-- Selected text --
Oh man! A question I can answer!

I’m a GPS engineer. I’ll answer this in a sort of roundabout way by explaining the history of GPS and how it works – then get into why it’s used for civil application and why you don’t have to pay for it.

GPS was originally a US AirForce program called Navstar. Navstar started in 1973. It was a spiritual follower of other navigation-based programs such as Loran (a 2D positioning system for ships on water), and Decca (a hyperbolic radio navigator based on calculating one’s position based on the intersection time of radio signals). These hyperbolic navigation systems were originally started in WW2 to assist bomber runs.

The idea of a space-based version of a navigation system is said to have started with the Soviet launch of Sputnik-1. A group of DoD funded engineers at APL were tasked with figuring out where Sputnik-1 was, and because Sputnik-1 transmitted a continuous waveform, it experienced a measurable doppler shift (if it traveled towards you, it sounded higher pitched – when it passed overhead and continued on, it had a lower pitch). In this way, a group of scientists at APL were able to figure out where Sputnik-1 was! [1]

The US DoD then began to investigate new methods for navigating off of radio signals from space specifically, eventually leading to Navstar. Navstar as a program was born near the end of Vietnam. During Vietnam, if the US wanted to destroy a bridge, they had to fly sorties over that bridge and drop bombs in the hope that one of those bombs would hit. They had a very high miss rate, caused immense collateral damage, and costed a lot of money because the accuracy of bomb drops was so low (I won’t pull a reference for this, but the Thanh Hóa bridge is a great example of this problem). Thus, the Navstar program which would become GPS was implemented to try to resolve the massive challenges associated with target accuracy and navigation.

The Navstar program spent 25 years getting from program inception to final delivery of a full GPS constellation (you need around 30 to navigate, because they’re medium-earth orbit globally orbiting satellites, and you need four overhead at any given time to work – it took them a while to get all of those up!) GPS works by resolving the GPS pseudorange equation through trilateration. That is, the satellites transmit two things (broadly): 1) their own precise position, monitored by a group of surveilled ground control monitoring stations around the world, and 2) the precise atomic reference time at which their signals are transmitted using on-board clocks occasionally updated/corrected from the ground. A receiver on the ground has a bad clock and doesn’t know where it is, so it resolves a linear algebra equation with four unknowns (it’s position in 3 dimensions and its clock error) from the GPS satellites. It’s hard to explain without getting into linear algebra, but just know that in this way, all GPS receivers receive very precise timing, as well as their position.

During the Navstar program, there was a big push for GPS to be provided as a civil service. For starters, it gave near-atomic clock quality time for next to nothing in cost (you get the benefit of the GPS satellite clocks on your handheld receiver), as well as instantaneous position globally. The timing in particular was a really big deal to the US here – the power grid requires precise timing, the stock market does, etc. The GPS program made all of those things cheaper, better, and easier. So the DoD was always considering some version of a civil service for GPS. And then in September, 1983, Korean Airlines Flight 007 accidentally flew through restricted soviet airspace and was shot down, killing 269 people. This was the final incentive that the US needed to publicly provide a GPS civil service.

-- Given information --
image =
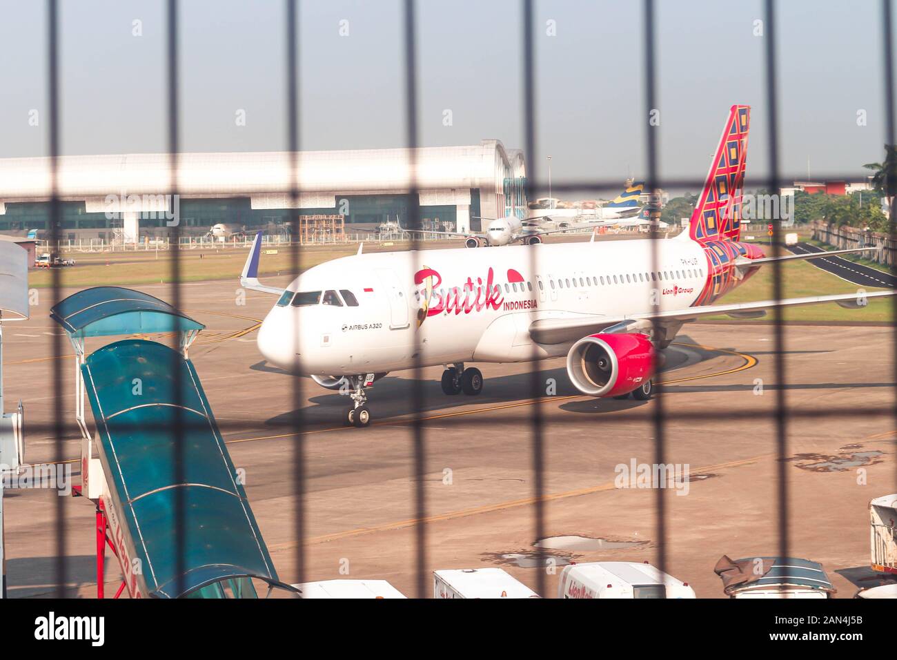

-- Set problem 1 --
Reproduce the GPS history post word for word, starting with "GPS was originally" and going on through "assist bomber runs.".
-- Set problem 2 --
List every organization that the GPS history post mentions by name.
-- Set problem 3 --
Extend the GPS history post with further text, beginning right after its last sentence.

-- Answer 1 --
GPS was originally a US AirForce program called Navstar. Navstar started in 1973. It was a spiritual follower of other navigation-based programs such as Loran (a 2D positioning system for ships on water), and Decca (a hyperbolic radio navigator based on calculating one’s position based on the intersection time of radio signals). These hyperbolic navigation systems were originally started in WW2 to assist bomber runs.

-- Answer 2 --
US AirForce
DoD (US DoD)
APL
Korean Airlines

-- Answer 3 --
Another reason that the civil service was allowed was technological. The GPS satellites, which were AirForce assets, transmit a signal called P(Y)-code, which is a military GPS signal with an encrypted code (only military receivers can use it). At the inception of GPS, it could not be directly acquired (doing so required that you knew pretty well where you are), so the Navstar team developed something called “Coarse Acquisition”, which was another, worse signal that could be navigated off of in order to get ‘good enough navigation’ to get to P(Y)-code. This signal was already being transmitted for military use, and by providing it for civil use, civilian users got a worse version of GPS through C/A. In other words, providing civil use didn’t negatively interfere with military use, made stock market and power grid work cheaper (and many other things like public infrastructure development, surveilling, etc.).

When they first provided ‘free to all’ GPS, the AirForce created Selective Availability – a scrambling code on the C/A signal that made it worse than it normally would be (by about 10x). This made C/A GPS ‘good enough to navigate off of’ but not good enough for military application, as the US was worried about adversaries using it.

In 2000, the US formally turned off Selective Availability, allowing civil use (I am omitting the reasoning I have always heard for this because I cannot cite a source). Today, the GPS program is one of the only military programs where civil services (the Department of Transportation, I believe) sits on the stakeholder committee for the branch that runs it out of AFRL, and they use it for everything. And a lot of other countries have navigation satellite constellations too now (the EU, Russia, China, Japan, and India).

TL;DR: US taxes paid for GPS, but you really get access to it because it helps the US government substantially in aviation, civil, infrastructure, economic, and military sectors, and the version of GPS that you’re using is still substantially worse than the one the military uses. There’s some legacy effect here too – the US originally only let civil users use an acquisition code that was never meant for navigation, whereas now they have dedicated civil use signals (mostly due to the intense peer pressure of continued civil reliance).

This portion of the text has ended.